- Instructions -
(1) Reproduce the passage about the hair salon word for word, from "He didn’t want" to "never to return!!".
(2) Write the next part of the account of the hair salon and the move to New York, beginning after its last sentence.

- Text to read -
══════════

You might already find it sickly sweet that The Mister and I live together and work together. It so happens that in San Francisco we went to the same place for haircuts and the face lady. We’d been going there about 18 months before they realized we were married – “Oh Craig is your husband? He’s tall dark and slender?” Hell yes!

So I told my face lady about the move to New York on our second to last appointment – it was news since I saw her last so a natural topic of conversation. She asked if The Mister’s hair lady knew … I said I doubted it. Well, that caused some ructions – on his next visit his hair lady was standing with eyebrows raised at her chair waiting for him to sit down, staring at him in the mirror … mouth held firmly in a line: “So, any news??”

He didn’t want to say anything until the last appointment it seems. His hand was forced. Which made me think I don’t want to be on the receiving end of breaking up with him – seems while I’m willing to discuss it, months in advance and make it a sad but exciting and understandable event, he wants to wait to the last minute, rip the bandaid off by breaking the news, never to return!!

══════════

- Stored data -
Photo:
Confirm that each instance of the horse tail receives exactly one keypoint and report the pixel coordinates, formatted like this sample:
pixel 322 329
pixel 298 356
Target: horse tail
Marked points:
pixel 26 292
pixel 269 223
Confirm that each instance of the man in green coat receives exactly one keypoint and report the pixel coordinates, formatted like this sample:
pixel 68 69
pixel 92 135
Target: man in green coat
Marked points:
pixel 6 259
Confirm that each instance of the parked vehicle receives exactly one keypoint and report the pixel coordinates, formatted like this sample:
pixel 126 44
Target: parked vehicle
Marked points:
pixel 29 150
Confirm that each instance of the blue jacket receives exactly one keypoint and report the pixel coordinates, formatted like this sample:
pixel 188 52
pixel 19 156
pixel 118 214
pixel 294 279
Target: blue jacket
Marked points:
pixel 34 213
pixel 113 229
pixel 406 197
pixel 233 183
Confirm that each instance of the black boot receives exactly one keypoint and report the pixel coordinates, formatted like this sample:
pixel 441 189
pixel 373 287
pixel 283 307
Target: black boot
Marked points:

══════════

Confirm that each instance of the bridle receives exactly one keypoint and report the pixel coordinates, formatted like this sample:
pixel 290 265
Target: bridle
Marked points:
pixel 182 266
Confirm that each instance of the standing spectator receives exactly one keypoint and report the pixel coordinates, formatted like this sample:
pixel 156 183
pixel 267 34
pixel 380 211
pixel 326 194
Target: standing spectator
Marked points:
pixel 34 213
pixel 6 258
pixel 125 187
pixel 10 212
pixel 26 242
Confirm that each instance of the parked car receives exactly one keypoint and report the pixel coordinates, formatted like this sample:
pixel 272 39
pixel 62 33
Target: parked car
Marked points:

══════════

- The results -
(1)
He didn’t want to say anything until the last appointment it seems. His hand was forced. Which made me think I don’t want to be on the receiving end of breaking up with him – seems while I’m willing to discuss it, months in advance and make it a sad but exciting and understandable event, he wants to wait to the last minute, rip the bandaid off by breaking the news, never to return!!

(2)
(On the other hand, I haven’t told my hair man and I’ve already left town. Mind you’d I’d only seen him twice, months and months apart, whereas The Mister is a regular in his hair lady’s life.)

Summer in New York

We’re in the middle of our first summer in New York. Some observations:

  • I’ve worn jandals everyday for as long as I can remember. Undoubtedly really bad for my feet, they seem to have spread and I’m worried about putting closed shoes on a gain, but for now they’re comfortable. Tried to be a lady and wear sandals one day but omg the swelling left lashing marks and made the cankels look worse. Old lady feet.
  • People eat outside. Everyone’s going on about roof-top bars and how they got entry to some hotel pool.
  • Subway stations are even hotter, buses and trains are really cold inside.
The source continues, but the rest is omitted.